> [Work required]:
Leave out the pictures and copy each record below exactly.
BEGIN The input
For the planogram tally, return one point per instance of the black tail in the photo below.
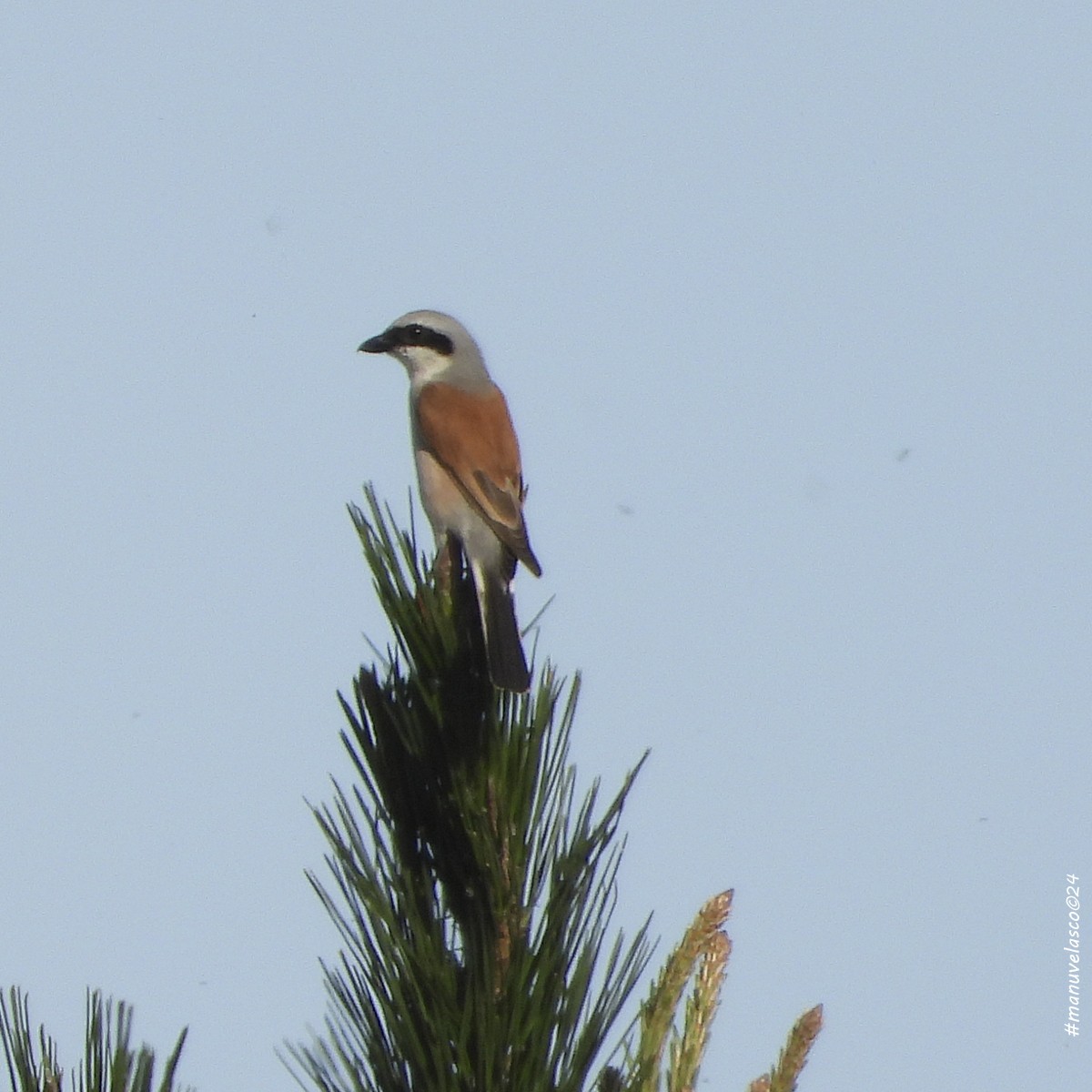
(508, 667)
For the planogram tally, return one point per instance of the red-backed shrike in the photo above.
(469, 470)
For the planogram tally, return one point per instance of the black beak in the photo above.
(381, 343)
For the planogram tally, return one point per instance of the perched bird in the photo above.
(469, 470)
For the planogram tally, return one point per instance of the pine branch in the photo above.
(472, 891)
(109, 1064)
(792, 1059)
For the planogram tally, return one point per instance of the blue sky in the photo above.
(791, 305)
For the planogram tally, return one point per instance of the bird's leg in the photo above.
(448, 561)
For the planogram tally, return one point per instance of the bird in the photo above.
(469, 472)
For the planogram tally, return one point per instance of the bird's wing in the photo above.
(472, 437)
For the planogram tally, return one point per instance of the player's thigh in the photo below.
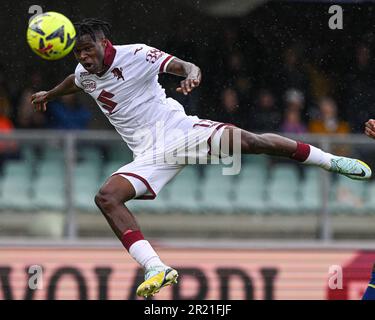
(234, 139)
(118, 188)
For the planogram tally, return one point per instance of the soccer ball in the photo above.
(51, 35)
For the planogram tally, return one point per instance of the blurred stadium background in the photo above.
(272, 232)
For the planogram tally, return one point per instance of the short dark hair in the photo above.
(92, 26)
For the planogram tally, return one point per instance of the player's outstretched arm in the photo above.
(370, 128)
(41, 98)
(185, 69)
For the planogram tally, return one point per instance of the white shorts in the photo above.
(150, 173)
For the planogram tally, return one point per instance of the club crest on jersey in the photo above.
(118, 73)
(89, 85)
(84, 74)
(153, 55)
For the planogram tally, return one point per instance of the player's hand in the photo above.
(39, 100)
(370, 128)
(190, 83)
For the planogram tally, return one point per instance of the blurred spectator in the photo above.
(328, 121)
(360, 86)
(27, 118)
(292, 122)
(266, 115)
(295, 99)
(67, 113)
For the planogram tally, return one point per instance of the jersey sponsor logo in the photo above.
(118, 73)
(138, 49)
(89, 85)
(153, 55)
(84, 74)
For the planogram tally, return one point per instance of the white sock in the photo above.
(319, 158)
(144, 254)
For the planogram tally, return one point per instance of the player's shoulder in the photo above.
(80, 71)
(134, 49)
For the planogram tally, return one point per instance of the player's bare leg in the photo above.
(276, 145)
(110, 200)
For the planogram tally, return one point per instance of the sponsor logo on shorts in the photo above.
(206, 142)
(84, 74)
(89, 85)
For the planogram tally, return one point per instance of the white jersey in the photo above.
(129, 93)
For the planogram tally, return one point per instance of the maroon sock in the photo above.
(131, 236)
(302, 152)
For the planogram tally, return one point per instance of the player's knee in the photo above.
(251, 143)
(105, 200)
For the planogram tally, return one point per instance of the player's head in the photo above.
(92, 39)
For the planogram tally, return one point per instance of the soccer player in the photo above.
END The input
> [Expected answer]:
For the planogram tally, return one point per instance of the black tail in the photo below.
(508, 667)
For the planogram tally, return one point per instance of the red-backed shrike in the photo above.
(469, 470)
For the planogram tally, return one point per instance of the black beak in the photo above.
(381, 343)
For the planogram tally, return one point per instance of the perched bird in the photo above.
(469, 470)
For the planogram tally, return one point per instance of the pine branch in the photo above.
(472, 891)
(109, 1064)
(792, 1059)
For the planogram tally, return one point per instance of the blue sky in the photo above.
(791, 305)
For the planogram tally, return one point per instance of the bird's leg in the photo above.
(448, 561)
For the planogram tally, return one point per instance of the bird in the photo above.
(469, 472)
For the planogram tally, return one point per instance of the bird's wing in the photo above.
(472, 437)
For the planogram tally, return one point per instance of the player's thigh in the photo below.
(234, 139)
(118, 188)
For the planogram tally, return one point per instance of the soccer ball in the photo above.
(51, 35)
For the planogram tally, return one point per instance of the blurred stadium background in the photo above.
(272, 232)
For the planogram tally, return one point per instance of the short dark hair in the photo above.
(92, 26)
For the planogram tally, return one point per instance of the player's outstretched arm in the photo above.
(370, 128)
(41, 98)
(185, 69)
For the planogram tally, return one point per instance of the white shorts in the photo above.
(150, 173)
For the planogram tally, return one point per instance of the club crest on jersey in the photo above.
(118, 73)
(89, 85)
(84, 74)
(153, 55)
For the planogram tally, return one point per instance of the player's hand in the photo above.
(39, 100)
(370, 128)
(190, 83)
For the planogram tally, return one point per instance of the blurred spectator in the photo above.
(328, 121)
(360, 86)
(27, 118)
(292, 122)
(266, 115)
(295, 99)
(67, 113)
For the planogram tally, return one point per instance of the jersey sponsor logo in the photo above.
(118, 73)
(138, 49)
(89, 85)
(153, 55)
(84, 74)
For the planogram tally, return one point per instance of the white sock in the photo above.
(319, 158)
(144, 254)
For the planogram tally, return one point per instance of the player's shoulder in the photo above.
(80, 71)
(134, 49)
For the planogram tally, return one point per instance of the player's bare leg in the photo above.
(276, 145)
(110, 200)
For the planogram tally, return one point per instance of the sponsor logo on shorts in the photo above.
(206, 142)
(84, 74)
(89, 85)
For the planogram tally, return one point per instance of the white jersey in the photo above.
(129, 93)
For the planogram tally, return one point per instance of the maroon sock in the photo above.
(131, 236)
(302, 152)
For the planogram tally, return one point per instance of the player's knee in the photo above.
(251, 143)
(105, 200)
For the planogram tally, return one point per instance of the player's head in the photo above.
(92, 39)
For the planogram tally, return one point per instance of the soccer player in the photo above.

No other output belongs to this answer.